**Task requirements:** Your answer must consist of exactly the lines below, starting with the line with "Target: paved road" and going on through the line with "Target: green tree", and nothing else.

**Dataset entries:**
'''

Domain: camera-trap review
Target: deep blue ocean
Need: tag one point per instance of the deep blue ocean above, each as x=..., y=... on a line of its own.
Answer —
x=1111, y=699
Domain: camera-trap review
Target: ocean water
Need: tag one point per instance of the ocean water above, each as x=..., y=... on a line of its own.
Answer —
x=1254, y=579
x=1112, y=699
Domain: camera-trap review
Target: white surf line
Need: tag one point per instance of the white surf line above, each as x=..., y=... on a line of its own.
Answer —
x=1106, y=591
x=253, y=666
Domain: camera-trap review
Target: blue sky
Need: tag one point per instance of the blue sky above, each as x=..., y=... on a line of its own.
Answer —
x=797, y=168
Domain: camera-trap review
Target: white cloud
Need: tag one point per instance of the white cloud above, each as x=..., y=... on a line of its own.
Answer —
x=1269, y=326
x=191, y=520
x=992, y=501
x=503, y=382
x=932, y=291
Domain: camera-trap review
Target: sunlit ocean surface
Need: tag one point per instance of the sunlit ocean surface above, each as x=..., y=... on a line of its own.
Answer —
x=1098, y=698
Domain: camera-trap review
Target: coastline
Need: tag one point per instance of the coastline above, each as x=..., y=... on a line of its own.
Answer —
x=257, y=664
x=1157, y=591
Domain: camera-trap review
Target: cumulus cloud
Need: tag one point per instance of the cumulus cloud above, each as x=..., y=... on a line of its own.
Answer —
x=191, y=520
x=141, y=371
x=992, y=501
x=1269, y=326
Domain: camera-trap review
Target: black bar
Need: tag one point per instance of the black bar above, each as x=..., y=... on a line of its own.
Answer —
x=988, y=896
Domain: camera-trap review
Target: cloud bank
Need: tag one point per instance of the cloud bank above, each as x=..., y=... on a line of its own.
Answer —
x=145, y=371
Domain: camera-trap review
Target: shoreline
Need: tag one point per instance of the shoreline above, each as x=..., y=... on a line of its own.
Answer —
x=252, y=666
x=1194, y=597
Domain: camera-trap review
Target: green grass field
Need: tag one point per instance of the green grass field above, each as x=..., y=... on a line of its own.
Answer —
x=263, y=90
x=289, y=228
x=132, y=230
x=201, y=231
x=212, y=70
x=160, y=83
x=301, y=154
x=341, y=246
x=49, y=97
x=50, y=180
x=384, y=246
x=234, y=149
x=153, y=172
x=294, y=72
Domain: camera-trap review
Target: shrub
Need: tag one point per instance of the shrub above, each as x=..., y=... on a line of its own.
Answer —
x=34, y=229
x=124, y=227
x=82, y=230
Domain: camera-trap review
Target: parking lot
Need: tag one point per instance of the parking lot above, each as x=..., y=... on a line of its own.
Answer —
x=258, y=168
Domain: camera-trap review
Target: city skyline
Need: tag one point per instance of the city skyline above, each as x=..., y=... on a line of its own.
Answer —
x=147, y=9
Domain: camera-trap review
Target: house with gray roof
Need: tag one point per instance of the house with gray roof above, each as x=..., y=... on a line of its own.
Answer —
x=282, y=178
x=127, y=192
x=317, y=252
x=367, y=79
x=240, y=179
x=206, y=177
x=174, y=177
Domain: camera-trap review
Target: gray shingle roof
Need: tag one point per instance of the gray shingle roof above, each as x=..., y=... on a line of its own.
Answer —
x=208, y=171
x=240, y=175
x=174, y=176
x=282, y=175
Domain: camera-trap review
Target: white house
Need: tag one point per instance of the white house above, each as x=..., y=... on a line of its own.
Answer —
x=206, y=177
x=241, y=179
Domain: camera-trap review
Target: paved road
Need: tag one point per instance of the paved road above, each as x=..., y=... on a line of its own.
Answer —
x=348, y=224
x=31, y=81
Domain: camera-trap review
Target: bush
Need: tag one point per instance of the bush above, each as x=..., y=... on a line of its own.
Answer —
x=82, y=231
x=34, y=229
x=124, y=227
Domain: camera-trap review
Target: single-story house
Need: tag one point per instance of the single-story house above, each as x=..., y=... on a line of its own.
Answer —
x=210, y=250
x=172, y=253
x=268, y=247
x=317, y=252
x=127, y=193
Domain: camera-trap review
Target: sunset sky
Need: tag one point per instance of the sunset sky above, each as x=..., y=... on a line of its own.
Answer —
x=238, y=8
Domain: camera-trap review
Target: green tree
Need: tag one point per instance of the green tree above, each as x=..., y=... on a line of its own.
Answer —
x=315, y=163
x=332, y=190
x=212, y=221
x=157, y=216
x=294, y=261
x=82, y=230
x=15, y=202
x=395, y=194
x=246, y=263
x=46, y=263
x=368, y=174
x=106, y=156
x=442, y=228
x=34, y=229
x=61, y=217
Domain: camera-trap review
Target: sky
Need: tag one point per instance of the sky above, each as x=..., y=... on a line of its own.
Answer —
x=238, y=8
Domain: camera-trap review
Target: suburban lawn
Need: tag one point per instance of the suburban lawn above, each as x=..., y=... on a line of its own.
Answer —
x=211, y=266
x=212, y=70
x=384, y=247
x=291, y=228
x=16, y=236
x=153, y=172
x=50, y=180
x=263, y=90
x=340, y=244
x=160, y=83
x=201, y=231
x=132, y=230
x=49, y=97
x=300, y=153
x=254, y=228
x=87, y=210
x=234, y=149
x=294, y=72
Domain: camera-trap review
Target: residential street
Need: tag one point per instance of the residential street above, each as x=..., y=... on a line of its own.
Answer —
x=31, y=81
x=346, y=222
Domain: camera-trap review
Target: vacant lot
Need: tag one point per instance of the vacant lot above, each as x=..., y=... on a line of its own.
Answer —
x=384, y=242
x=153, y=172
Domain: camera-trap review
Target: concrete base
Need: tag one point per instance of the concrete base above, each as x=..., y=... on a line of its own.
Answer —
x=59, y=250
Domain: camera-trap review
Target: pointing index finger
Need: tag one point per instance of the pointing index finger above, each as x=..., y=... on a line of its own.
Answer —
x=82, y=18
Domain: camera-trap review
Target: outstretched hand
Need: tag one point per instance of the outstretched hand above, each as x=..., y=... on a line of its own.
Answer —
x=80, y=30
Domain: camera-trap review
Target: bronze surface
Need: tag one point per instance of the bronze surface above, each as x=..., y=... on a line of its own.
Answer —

'''
'''

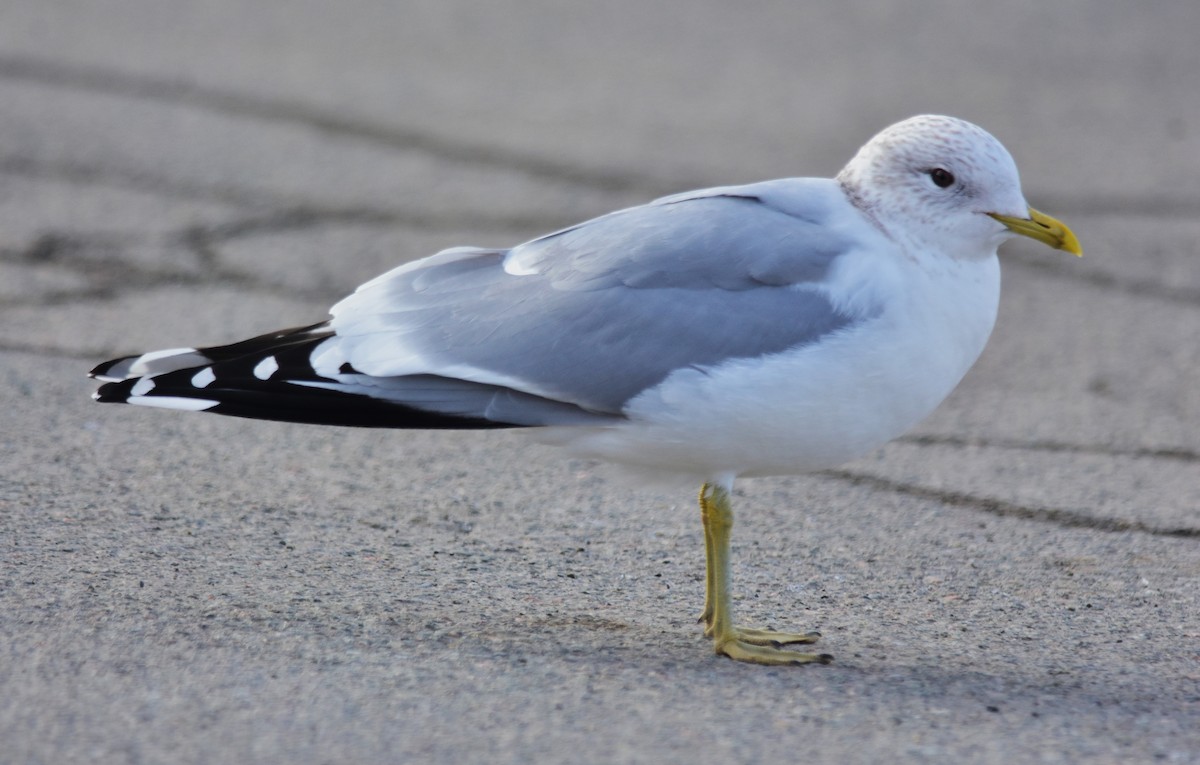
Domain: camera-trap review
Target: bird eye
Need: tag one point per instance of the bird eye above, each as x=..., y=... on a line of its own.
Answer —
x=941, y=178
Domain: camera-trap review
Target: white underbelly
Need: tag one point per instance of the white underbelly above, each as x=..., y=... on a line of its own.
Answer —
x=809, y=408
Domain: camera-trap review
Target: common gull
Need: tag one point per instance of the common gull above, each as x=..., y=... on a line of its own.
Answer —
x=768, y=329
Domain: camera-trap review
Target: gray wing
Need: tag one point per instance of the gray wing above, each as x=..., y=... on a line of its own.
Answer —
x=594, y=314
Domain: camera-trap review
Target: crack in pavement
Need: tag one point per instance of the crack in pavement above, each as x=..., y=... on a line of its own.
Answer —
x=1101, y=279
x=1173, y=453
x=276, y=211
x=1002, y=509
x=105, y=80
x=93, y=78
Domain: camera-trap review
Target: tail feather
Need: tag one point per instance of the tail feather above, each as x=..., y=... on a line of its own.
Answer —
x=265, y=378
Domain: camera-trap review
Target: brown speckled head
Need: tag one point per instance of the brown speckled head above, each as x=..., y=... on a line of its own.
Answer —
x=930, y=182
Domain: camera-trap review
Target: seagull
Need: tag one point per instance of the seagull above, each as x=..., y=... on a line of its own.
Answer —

'''

**Answer to this task:**
Target: paved road
Need: tag one point per instance of the paved road above, each as x=..., y=... on a line of its own.
Answer —
x=348, y=224
x=31, y=81
Domain: camera-trap review
Target: bush
Need: tag one point per instance of the bush above, each as x=..., y=... on a line of its own.
Answer —
x=82, y=231
x=34, y=229
x=124, y=227
Domain: camera-trap review
Target: single-story house
Need: tag one point per instance of the single-story house above, each as x=..., y=... on a line of its own.
Answer —
x=210, y=250
x=172, y=253
x=268, y=247
x=317, y=252
x=127, y=193
Domain: camera-trap review
Target: sunset sky
Need: tag one point per instance of the sunset sky above, each as x=..., y=... on a line of its own.
Answer —
x=238, y=8
Domain: camera-trap review
Target: green tree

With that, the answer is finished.